Data extracted from a collection
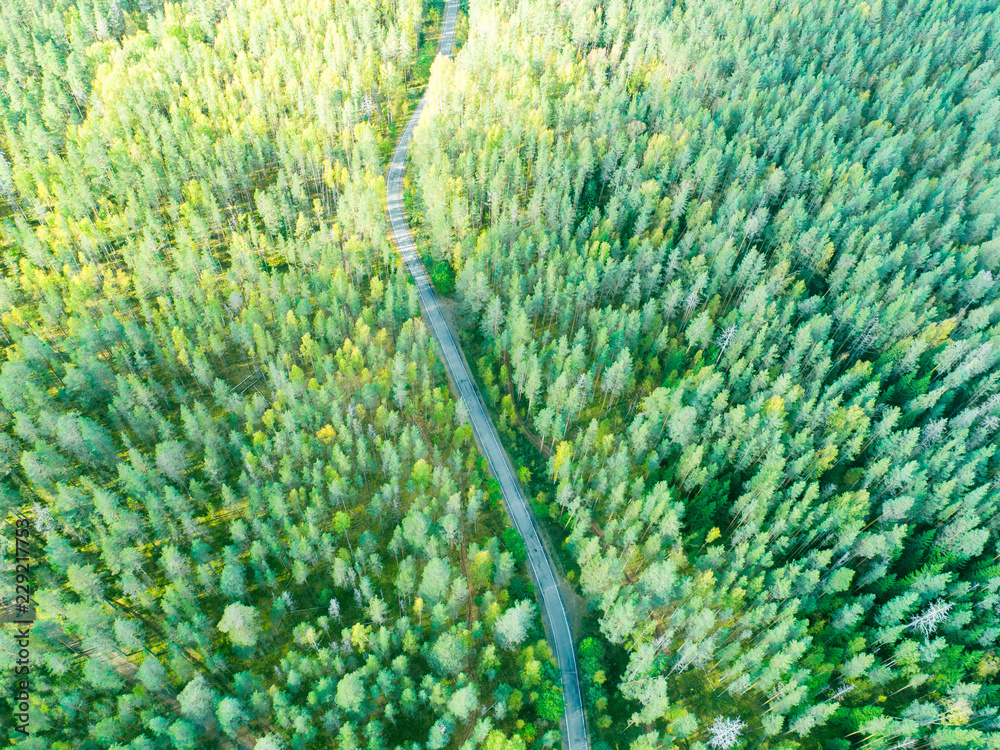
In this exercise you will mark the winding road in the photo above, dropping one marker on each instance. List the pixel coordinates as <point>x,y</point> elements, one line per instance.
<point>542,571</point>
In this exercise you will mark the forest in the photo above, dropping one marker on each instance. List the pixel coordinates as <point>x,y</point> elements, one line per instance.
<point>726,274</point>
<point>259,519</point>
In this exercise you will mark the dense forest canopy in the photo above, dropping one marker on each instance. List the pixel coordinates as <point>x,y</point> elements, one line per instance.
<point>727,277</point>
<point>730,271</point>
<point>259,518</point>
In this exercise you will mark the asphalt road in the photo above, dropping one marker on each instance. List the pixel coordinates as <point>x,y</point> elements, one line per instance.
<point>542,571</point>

■ **Task statement**
All of the records should be output exactly as they stand, with pictures omitted.

■ **Exercise response**
In this exercise you will mark the winding road in the photo above, dropping one marker on each instance. List the pixel coordinates as <point>x,y</point> elements, one line per instance.
<point>542,571</point>
In this exercise you will mark the forest in the photo above, dropping one marker on each instance. List the pixel coordinates as <point>x,y</point> elements, one line per instance.
<point>726,274</point>
<point>259,519</point>
In this exercise you will mark the dense forest canopy in the photo above, dropping one marker on each instance. List the pixel coordinates as <point>x,y</point> elements, one line per instance.
<point>727,277</point>
<point>730,271</point>
<point>259,518</point>
In this exercise you will mark the asphalt road in the photo above, dropping one marker on each instance. List the pixel coordinates as <point>x,y</point> elements, one line per instance.
<point>542,571</point>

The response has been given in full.